The Canadian province of Alberta holds elections to its unicameral legislative body, the Legislative Assembly of Alberta. The maximum period between general elections of the assembly is five years, but the Lieutenant Governor is able to call one at any time. However, the premier has typically asked the lieutenant governor to call the election in the fourth or fifth year after the preceding election. The number of seats has increased over time, from 25 for the first election in 1905, to the current 87.

Alberta's politics has historically been one of long-lasting governments with government changes being few and far between. The province from 1905 to 2015 was ruled by four "dynasties": the Liberal Party (1905–1921); the United Farmers of Alberta (1921–1935), the Social Credit Party (1935–1971), and the Progressive Conservative (PC) Association (1971–2015), the longest political dynasty in Canada. Since 2015 Alberta has had two different governments: The Alberta New Democratic party led by Rachel Notley (2015-2019) and United Conservative Party (2019 to the present). In every election one party has taken a majority of seats. No minority government has ever been elected in Alberta. Thus, Alberta can be said to have continuously had a dominant-party system for its entire political history, though the dominant party has changed over time.

In 2015, the NDP were elected to government for the first time in Alberta's history. The NDP had Alberta's only one term government thus far.

In 2019, the newly formed United Conservative Party formed the government.

From 1909 to 1959, Alberta elections used a combination of single-member and multi-member districts.
From 1905 to 1924, each voter cast as many votes as seats to be filled in the district.
From 1924 to the present, each voter has been able to cast just one vote.

From 1905 to 1924, plurality was enough to be elected.

From 1924 to 1959, each voter cast a ranked ballot, in a hybrid system of Single Transferable Voting in multi-member districts in the cities and Instant-runoff voting in single-member districts outside the cities, producing proportional representation in the cities and majority-winner results elsewhere. Only Alberta and Manitoba have used a proportional representation system in the history of Canada, although in both provinces it was applied only partially.

Since 1959, Alberta's elections have used single-member plurality, also known as First-past-the-post voting.

== Summary ==
The table below shows the total number of seats won by each political party in each election. Full details on any election are linked via the year of the election at the start of the row, and details for the legislature that followed the election are available at the legislature number.

**GIVEN INFORMATION:**
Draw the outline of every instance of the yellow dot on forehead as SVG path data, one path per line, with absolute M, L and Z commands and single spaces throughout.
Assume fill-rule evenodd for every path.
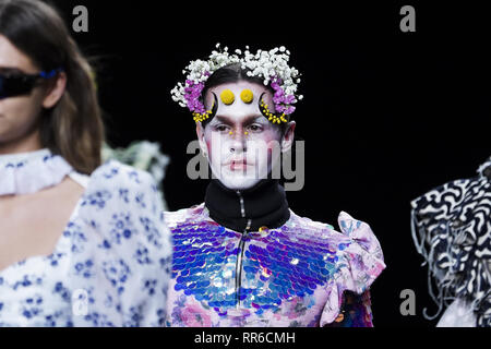
M 243 103 L 250 104 L 252 99 L 254 99 L 254 94 L 249 88 L 246 88 L 240 93 L 240 99 L 242 99 Z
M 225 105 L 229 106 L 236 100 L 236 96 L 230 89 L 224 89 L 220 94 L 220 99 Z

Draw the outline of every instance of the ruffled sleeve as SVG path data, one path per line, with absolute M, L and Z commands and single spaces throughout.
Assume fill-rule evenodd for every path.
M 379 240 L 370 226 L 352 218 L 345 212 L 338 217 L 342 233 L 335 232 L 334 240 L 337 243 L 336 273 L 326 286 L 327 300 L 324 305 L 320 326 L 333 323 L 340 315 L 346 294 L 356 293 L 359 300 L 359 316 L 363 318 L 352 320 L 356 323 L 371 325 L 370 293 L 369 288 L 376 277 L 385 268 L 384 257 Z
M 163 202 L 149 173 L 111 160 L 91 177 L 69 270 L 75 326 L 160 326 L 171 267 Z

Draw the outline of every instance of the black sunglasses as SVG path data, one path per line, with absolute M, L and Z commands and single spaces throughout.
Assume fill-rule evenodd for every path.
M 37 81 L 40 79 L 51 79 L 61 71 L 62 69 L 58 68 L 38 74 L 0 73 L 0 99 L 28 95 Z

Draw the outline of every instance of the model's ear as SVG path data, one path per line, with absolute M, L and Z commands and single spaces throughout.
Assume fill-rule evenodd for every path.
M 43 99 L 43 107 L 46 109 L 55 107 L 56 104 L 60 100 L 61 96 L 63 96 L 65 87 L 67 74 L 64 72 L 60 72 L 55 77 L 55 81 L 48 84 L 45 99 Z
M 287 129 L 285 130 L 282 139 L 282 153 L 286 153 L 291 149 L 291 145 L 294 144 L 295 139 L 295 121 L 288 122 Z
M 208 155 L 208 149 L 206 147 L 206 142 L 204 141 L 204 128 L 199 121 L 196 122 L 196 136 L 197 141 L 200 142 L 201 152 L 203 156 L 206 157 Z

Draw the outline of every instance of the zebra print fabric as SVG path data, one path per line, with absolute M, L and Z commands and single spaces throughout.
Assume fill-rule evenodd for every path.
M 448 182 L 411 202 L 412 238 L 428 264 L 429 292 L 439 305 L 472 306 L 478 327 L 491 327 L 491 157 L 478 176 Z M 436 287 L 436 292 L 433 291 Z

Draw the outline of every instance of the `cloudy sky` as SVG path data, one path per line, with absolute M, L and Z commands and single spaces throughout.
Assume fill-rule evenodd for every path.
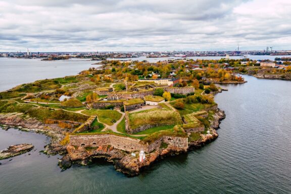
M 0 52 L 291 49 L 290 0 L 0 0 Z

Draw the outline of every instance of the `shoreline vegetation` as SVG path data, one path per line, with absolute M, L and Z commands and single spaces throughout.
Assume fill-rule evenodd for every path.
M 0 123 L 6 125 L 2 128 L 14 126 L 52 137 L 43 153 L 62 155 L 59 165 L 63 169 L 103 158 L 117 171 L 135 176 L 166 156 L 217 138 L 216 130 L 225 115 L 213 98 L 224 89 L 215 83 L 246 82 L 212 60 L 102 63 L 100 68 L 76 76 L 38 80 L 0 92 Z M 195 65 L 201 68 L 189 68 Z M 143 79 L 149 81 L 139 81 Z M 160 80 L 166 82 L 161 84 Z M 85 140 L 107 135 L 135 146 L 129 151 L 119 137 L 111 143 Z M 138 148 L 144 146 L 154 149 L 140 161 Z

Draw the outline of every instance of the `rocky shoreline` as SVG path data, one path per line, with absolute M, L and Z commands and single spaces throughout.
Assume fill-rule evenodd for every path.
M 103 158 L 114 164 L 114 167 L 117 171 L 129 176 L 136 176 L 143 169 L 167 156 L 187 153 L 191 150 L 199 149 L 216 139 L 218 134 L 216 129 L 219 128 L 220 121 L 225 118 L 225 114 L 224 111 L 217 109 L 213 118 L 209 129 L 210 133 L 201 134 L 202 138 L 199 140 L 190 141 L 188 148 L 181 148 L 169 146 L 167 148 L 160 148 L 147 154 L 142 162 L 139 161 L 137 157 L 133 156 L 130 153 L 126 153 L 110 146 L 100 146 L 97 149 L 91 149 L 69 145 L 67 147 L 68 154 L 59 161 L 59 165 L 63 169 L 66 169 L 71 167 L 73 163 L 86 165 L 92 162 L 94 159 Z
M 225 118 L 224 112 L 217 109 L 211 122 L 211 127 L 209 129 L 210 133 L 201 134 L 201 139 L 189 141 L 188 148 L 181 148 L 169 146 L 166 148 L 160 148 L 147 154 L 143 162 L 140 162 L 136 156 L 133 156 L 130 153 L 110 146 L 100 146 L 94 149 L 71 145 L 62 146 L 59 142 L 65 135 L 63 129 L 56 125 L 44 124 L 35 119 L 23 119 L 21 115 L 21 114 L 0 114 L 0 123 L 15 126 L 24 130 L 28 129 L 28 130 L 43 133 L 52 137 L 51 143 L 45 146 L 43 152 L 48 155 L 63 155 L 58 163 L 62 169 L 70 168 L 73 164 L 87 165 L 95 159 L 102 158 L 113 163 L 117 171 L 129 176 L 138 175 L 143 169 L 167 156 L 187 153 L 214 140 L 218 136 L 216 129 L 219 128 L 220 121 Z
M 8 148 L 0 151 L 0 160 L 7 159 L 28 152 L 34 148 L 31 144 L 23 143 L 10 146 Z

**USING THE INFORMATION:**
(a) Transcribe the part of the text on Alberta elections that begins with the words "From 1924 to 1959, each" and ends with "as First-past-the-post voting.".
(b) Answer these questions using the text on Alberta elections.
(i) How many seats were there for the first election in 1905?
(ii) Which party ruled Alberta from 1921 to 1935?
(iii) Since what year have Alberta's elections used single-member plurality?
(c) Summarize the text on Alberta elections in two sentences.
The listing was taken from a different source than the text on Alberta elections.

**RESULTS OF THE TASKS:**
(a)
From 1924 to 1959, each voter cast a ranked ballot, in a hybrid system of Single Transferable Voting in multi-member districts in the cities and Instant-runoff voting in single-member districts outside the cities, producing proportional representation in the cities and majority-winner results elsewhere. Only Alberta and Manitoba have used a proportional representation system in the history of Canada, although in both provinces it was applied only partially.

Since 1959, Alberta's elections have used single-member plurality, also known as First-past-the-post voting.

(b)
(i) 25
(ii) The United Farmers of Alberta
(iii) 1959

(c) Alberta elects its unicameral Legislative Assembly at least every five years, and its politics has been marked by long-lasting governments, with one party taking a majority of seats in every election. Its voting system has changed over time, with ranked ballots used from 1924 to 1959 and single-member plurality used since 1959.